OK, I hadn't realized I had the snippet referenced in the log of out last irc meeting. Just for reference, it is at https://dpaste.de/VNC7/raw.

After looking at it, I've found the error is subtle. The key is in this text from https://www.elastic.co/guide/en/elasticsearch/reference/current/docs-bulk.html : "Because this format uses literal \n's as delimiters, please be sure that the JSON actions and sources are not pretty printed."

That means that you cannot use, as you're doing now, \n in the JSON file when you're using it for the raw interface. For example, this doesn't work when uploaded with curl:

{"index": {"_index": "perceval", "_type": "perceval", "_id": "0"}}
{
"property": "D37C879B.2A399%XXX@citrix.com"
}

But this works:

{"index": {"_index": "perceval", "_type": "perceval", "_id": "0"}}
{"property": "D37C879B.2A399%XXX@citrix.com"}

So, if you're using the raw interface, avoid those ends of lines... BTW, this is one of those areas where using the elasticsearch.py will help...

priya299 commented 8 years ago

I removed the \n and created a new output file output_perceval.json. Then when I executed curl command: curl -XPOST localhost:9200/output_perceval/bulk?pretty --data-binary @output_perceval.json I got empty file error. But when I executed cat command I can see the messages in output file. It is not empty. Error: Warning: Couldn't read data from file "output_perceval.json", this makes an Warning: empty POST. { "error" : { "root_cause" : [ { "type" : "mapper_parsing_exception", "reason" : "failed to parse, document is empty" } ], "type" : "mapper_parsing_exception", "reason" : "failed to parse, document is empty" }, "status" : 400 }

jgbarah commented 8 years ago

Sorry, I don't understand. What do you have exactly in the file output_perceval.json? What do you mean by "empty file error" and "when I executed cat command"?

In any case, the message from curl seems to be clear, the file that you're using as input seems to be empty, and the document that ElasticSearch gets in the POST is an empty document. Doing some tests, I get your message if I use a filename which doesn't exist... Please be sure that the file output_perceval.json exists, and is in the same directory where you run curl (or use its full path after "@"). Just in case, you can use "@output_perceval.json" instead of @output_perceval.json to be on the safe side...

# STORED DATA:
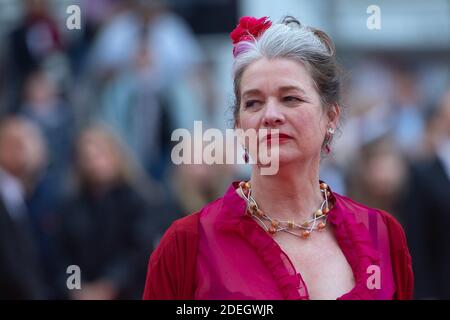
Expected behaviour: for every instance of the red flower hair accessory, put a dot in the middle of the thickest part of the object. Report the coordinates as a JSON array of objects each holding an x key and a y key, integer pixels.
[{"x": 249, "y": 28}]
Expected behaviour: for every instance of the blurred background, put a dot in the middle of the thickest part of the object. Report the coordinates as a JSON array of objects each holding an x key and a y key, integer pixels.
[{"x": 86, "y": 117}]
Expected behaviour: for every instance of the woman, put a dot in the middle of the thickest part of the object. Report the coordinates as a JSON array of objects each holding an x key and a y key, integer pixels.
[{"x": 283, "y": 236}]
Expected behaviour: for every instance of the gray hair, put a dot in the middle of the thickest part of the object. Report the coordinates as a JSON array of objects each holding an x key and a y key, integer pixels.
[{"x": 290, "y": 39}]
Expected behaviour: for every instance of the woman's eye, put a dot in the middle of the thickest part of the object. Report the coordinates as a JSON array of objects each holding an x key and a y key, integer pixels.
[
  {"x": 251, "y": 103},
  {"x": 292, "y": 99}
]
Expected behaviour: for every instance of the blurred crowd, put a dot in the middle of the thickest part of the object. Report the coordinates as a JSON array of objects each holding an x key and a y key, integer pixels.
[{"x": 85, "y": 172}]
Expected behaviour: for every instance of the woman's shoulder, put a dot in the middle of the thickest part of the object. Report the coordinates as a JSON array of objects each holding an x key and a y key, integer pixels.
[{"x": 392, "y": 224}]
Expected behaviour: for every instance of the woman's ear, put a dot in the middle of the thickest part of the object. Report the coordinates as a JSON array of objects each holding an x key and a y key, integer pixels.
[{"x": 333, "y": 114}]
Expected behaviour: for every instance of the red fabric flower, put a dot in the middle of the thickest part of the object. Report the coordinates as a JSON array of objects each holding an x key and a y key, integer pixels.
[{"x": 249, "y": 28}]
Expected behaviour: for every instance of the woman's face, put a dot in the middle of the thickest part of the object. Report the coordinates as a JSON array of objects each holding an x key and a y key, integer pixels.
[{"x": 280, "y": 94}]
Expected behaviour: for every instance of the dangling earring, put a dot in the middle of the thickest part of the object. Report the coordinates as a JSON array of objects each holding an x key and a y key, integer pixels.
[
  {"x": 246, "y": 158},
  {"x": 327, "y": 140}
]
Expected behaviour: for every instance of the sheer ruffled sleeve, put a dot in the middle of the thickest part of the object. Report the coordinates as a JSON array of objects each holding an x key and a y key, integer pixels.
[
  {"x": 401, "y": 259},
  {"x": 171, "y": 269}
]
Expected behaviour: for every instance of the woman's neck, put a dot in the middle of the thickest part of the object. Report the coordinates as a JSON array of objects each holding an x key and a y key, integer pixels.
[{"x": 292, "y": 194}]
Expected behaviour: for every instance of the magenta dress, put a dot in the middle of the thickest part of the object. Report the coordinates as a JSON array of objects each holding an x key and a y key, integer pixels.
[
  {"x": 237, "y": 259},
  {"x": 221, "y": 253}
]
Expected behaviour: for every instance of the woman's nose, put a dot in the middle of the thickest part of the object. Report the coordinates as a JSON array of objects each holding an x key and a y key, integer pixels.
[{"x": 273, "y": 116}]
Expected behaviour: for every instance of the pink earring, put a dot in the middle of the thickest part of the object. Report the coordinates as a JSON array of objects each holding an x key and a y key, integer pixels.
[
  {"x": 246, "y": 158},
  {"x": 327, "y": 140}
]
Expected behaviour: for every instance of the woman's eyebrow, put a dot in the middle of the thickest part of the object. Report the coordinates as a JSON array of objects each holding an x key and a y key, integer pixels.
[
  {"x": 289, "y": 88},
  {"x": 250, "y": 92}
]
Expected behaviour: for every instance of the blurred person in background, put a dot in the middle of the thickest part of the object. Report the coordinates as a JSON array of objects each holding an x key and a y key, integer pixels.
[
  {"x": 35, "y": 42},
  {"x": 22, "y": 157},
  {"x": 43, "y": 105},
  {"x": 378, "y": 175},
  {"x": 407, "y": 118},
  {"x": 427, "y": 207},
  {"x": 109, "y": 223},
  {"x": 143, "y": 59}
]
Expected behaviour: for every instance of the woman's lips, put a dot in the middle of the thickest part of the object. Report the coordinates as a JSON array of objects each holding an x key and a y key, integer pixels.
[{"x": 280, "y": 137}]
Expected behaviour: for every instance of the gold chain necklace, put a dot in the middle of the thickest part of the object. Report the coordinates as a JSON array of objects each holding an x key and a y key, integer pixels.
[{"x": 317, "y": 222}]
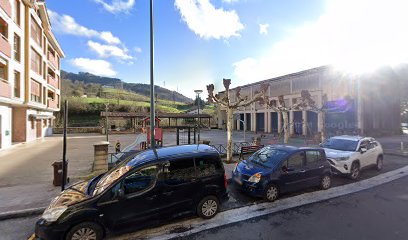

# PROBLEMS AND TASKS:
1. In the forum thread, why must the JSON actions and sources not be pretty printed when using the bulk format?
2. Pick out every line of the records that contains the word "earring".

# RESULTS BY TASK:
1. Because the format uses literal \n's as delimiters.

2.
Expected behaviour: for every instance of the dangling earring, put a dot in the middle of the thickest part of the object. Report the coordinates as a JSON array of objects each holding an x key and a y key, integer pixels.
Expected behaviour: for every instance of the pink earring, put a dot in the middle of the thickest part of the object. Report the coordinates as a JSON array of objects each holding an x key and a y key, integer pixels.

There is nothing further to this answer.